**What is required**
Reproduce word for word the stretch from "The Respondent further" through "to the children." in the passage on health information below.

**Document passage**

40 As a consequence I am satisfied that the information in the nurses notes relating to AFC is personal information to which the PPIP Act apples. This is one of those instances referred to by the authors of Robinsons, NSW Administrative Law Service (Thompson Reuters) when they commented at [70.40380] that -
There are likely to be many instances where a document will contain both "personal information" which is not "health information" (thus invoking the jurisdiction of the PPIP Act) and "health information" (thus falling under the compass of the HRIP Act).
The Respondent concedes that some of the health information of each child was also AJD's "health information" but says that there was no health information of AJD in the records that were released that was not also health information of the relevant child.
The Respondent accepts that there would be a public interest consideration against disclosure if disclosure could reasonably be expected to reveal an individual's personal information. However, it submits that pursuant to section 54(1) the GIPA Act an agency is to consult on public interest considerations only if it is reasonably practicable and paragraph (a), (b) and (c) apply.
The Respondent says that neither the HRIP Act or the GIPA Act require or permit notification or warning of this process. Further the Respondent does not concede that AJD would reasonably have been expected to have concerns about disclosure in this case because she provided the personal information for the purpose of provision of health services to the children (as well as to herself) and the information was being disclosed to the children through their authorised representative.
The Respondent further submits that, even if AJD might reasonably have been expected to have concerns, those concerns could not reasonably be expected to be relevant to the question of whether there was a public interest consideration against disclosure of the information. This is because of the strength of the children's rights to their own health information. Any interest AJD might have in maintaining her privacy could not outweigh the public interest in disclosure to the children.

**Information provided**

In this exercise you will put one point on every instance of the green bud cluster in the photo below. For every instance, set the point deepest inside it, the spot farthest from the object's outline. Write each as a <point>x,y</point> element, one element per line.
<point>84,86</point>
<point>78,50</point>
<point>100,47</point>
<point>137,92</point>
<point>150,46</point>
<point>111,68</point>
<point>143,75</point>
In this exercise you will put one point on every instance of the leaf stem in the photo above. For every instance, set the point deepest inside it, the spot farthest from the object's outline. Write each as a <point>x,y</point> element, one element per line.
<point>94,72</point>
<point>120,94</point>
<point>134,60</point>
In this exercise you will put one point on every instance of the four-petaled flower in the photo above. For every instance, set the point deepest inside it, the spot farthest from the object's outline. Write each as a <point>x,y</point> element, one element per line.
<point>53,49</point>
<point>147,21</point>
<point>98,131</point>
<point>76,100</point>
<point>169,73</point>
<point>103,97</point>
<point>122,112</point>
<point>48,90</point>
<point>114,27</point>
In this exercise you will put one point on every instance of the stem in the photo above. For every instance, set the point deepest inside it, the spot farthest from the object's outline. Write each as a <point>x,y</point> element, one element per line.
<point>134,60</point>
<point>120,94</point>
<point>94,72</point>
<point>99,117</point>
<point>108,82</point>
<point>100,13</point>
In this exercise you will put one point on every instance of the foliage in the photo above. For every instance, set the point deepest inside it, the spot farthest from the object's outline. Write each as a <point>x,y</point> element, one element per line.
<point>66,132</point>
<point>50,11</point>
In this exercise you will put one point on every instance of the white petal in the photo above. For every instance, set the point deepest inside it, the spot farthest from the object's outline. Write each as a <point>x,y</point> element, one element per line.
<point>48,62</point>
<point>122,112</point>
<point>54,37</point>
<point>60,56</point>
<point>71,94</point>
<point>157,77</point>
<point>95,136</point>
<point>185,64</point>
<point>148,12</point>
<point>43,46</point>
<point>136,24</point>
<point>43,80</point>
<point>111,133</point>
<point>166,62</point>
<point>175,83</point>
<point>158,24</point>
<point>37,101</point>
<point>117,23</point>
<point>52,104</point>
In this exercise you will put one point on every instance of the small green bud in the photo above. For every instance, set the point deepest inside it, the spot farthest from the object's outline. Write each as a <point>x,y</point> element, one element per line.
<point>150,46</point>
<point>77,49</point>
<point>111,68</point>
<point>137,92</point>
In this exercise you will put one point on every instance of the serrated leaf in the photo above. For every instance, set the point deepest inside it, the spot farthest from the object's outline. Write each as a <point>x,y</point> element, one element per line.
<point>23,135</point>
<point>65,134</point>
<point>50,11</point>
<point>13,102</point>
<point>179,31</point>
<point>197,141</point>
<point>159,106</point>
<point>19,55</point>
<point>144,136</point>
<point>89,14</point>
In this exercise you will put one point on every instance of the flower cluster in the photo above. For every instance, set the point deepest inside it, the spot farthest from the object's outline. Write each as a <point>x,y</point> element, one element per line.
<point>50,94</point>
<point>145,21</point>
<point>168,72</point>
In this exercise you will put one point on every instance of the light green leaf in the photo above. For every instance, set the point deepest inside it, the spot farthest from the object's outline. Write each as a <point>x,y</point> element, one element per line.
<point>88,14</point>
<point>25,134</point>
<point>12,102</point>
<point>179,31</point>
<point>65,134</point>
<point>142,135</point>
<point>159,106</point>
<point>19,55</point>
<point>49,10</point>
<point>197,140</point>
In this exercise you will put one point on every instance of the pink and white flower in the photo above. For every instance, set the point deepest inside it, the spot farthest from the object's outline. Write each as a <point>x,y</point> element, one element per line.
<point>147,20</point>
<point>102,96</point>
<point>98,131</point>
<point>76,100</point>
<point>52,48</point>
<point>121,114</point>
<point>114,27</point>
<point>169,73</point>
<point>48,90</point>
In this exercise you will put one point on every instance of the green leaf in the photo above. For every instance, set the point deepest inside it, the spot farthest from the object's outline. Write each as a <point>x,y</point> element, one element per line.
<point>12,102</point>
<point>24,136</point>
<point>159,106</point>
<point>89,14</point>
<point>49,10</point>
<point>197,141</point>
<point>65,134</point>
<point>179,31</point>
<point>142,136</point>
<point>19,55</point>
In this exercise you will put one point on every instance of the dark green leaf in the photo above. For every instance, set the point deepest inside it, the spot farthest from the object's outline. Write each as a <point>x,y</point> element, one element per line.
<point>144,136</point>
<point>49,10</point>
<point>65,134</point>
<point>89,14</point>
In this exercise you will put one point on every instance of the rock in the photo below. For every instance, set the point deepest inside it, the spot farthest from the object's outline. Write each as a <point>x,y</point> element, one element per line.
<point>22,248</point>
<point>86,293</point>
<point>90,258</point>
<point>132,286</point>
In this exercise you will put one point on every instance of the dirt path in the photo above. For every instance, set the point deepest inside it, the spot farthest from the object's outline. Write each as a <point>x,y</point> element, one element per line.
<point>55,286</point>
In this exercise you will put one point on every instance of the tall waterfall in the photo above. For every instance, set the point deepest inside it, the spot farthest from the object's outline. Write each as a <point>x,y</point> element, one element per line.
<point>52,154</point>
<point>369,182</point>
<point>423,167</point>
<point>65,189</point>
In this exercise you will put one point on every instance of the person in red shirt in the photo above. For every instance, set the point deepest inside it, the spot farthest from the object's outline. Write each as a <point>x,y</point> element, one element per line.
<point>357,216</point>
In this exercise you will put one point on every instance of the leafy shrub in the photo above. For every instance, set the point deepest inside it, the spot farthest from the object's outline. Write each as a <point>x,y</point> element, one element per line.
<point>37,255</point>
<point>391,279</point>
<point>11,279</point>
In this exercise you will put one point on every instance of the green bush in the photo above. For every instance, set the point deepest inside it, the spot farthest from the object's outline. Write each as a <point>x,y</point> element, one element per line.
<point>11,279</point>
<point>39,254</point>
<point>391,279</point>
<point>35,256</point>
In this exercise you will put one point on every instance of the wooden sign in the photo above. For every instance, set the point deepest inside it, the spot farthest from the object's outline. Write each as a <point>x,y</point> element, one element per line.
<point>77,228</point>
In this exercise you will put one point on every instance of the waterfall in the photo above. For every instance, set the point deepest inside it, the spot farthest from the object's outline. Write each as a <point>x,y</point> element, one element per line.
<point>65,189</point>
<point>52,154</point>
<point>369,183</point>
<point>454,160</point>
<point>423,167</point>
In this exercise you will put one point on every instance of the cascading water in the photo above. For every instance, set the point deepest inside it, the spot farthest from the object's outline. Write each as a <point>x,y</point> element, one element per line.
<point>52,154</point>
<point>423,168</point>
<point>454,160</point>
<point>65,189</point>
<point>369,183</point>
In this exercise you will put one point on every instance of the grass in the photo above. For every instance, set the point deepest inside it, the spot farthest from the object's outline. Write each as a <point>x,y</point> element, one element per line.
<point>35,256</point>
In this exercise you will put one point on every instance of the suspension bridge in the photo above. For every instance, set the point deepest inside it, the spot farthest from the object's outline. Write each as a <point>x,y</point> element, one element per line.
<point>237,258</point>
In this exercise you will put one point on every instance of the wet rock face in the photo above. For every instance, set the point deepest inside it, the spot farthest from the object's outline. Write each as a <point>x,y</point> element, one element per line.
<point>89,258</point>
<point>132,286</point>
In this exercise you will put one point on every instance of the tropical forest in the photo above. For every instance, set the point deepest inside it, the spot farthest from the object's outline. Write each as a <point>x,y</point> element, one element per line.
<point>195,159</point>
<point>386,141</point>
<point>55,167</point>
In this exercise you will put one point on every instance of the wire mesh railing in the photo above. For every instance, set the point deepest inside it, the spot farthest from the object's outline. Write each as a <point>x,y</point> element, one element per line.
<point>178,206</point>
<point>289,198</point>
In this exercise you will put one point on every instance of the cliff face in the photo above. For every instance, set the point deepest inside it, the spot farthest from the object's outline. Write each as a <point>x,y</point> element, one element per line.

**Output of the task**
The Respondent further submits that, even if AJD might reasonably have been expected to have concerns, those concerns could not reasonably be expected to be relevant to the question of whether there was a public interest consideration against disclosure of the information. This is because of the strength of the children's rights to their own health information. Any interest AJD might have in maintaining her privacy could not outweigh the public interest in disclosure to the children.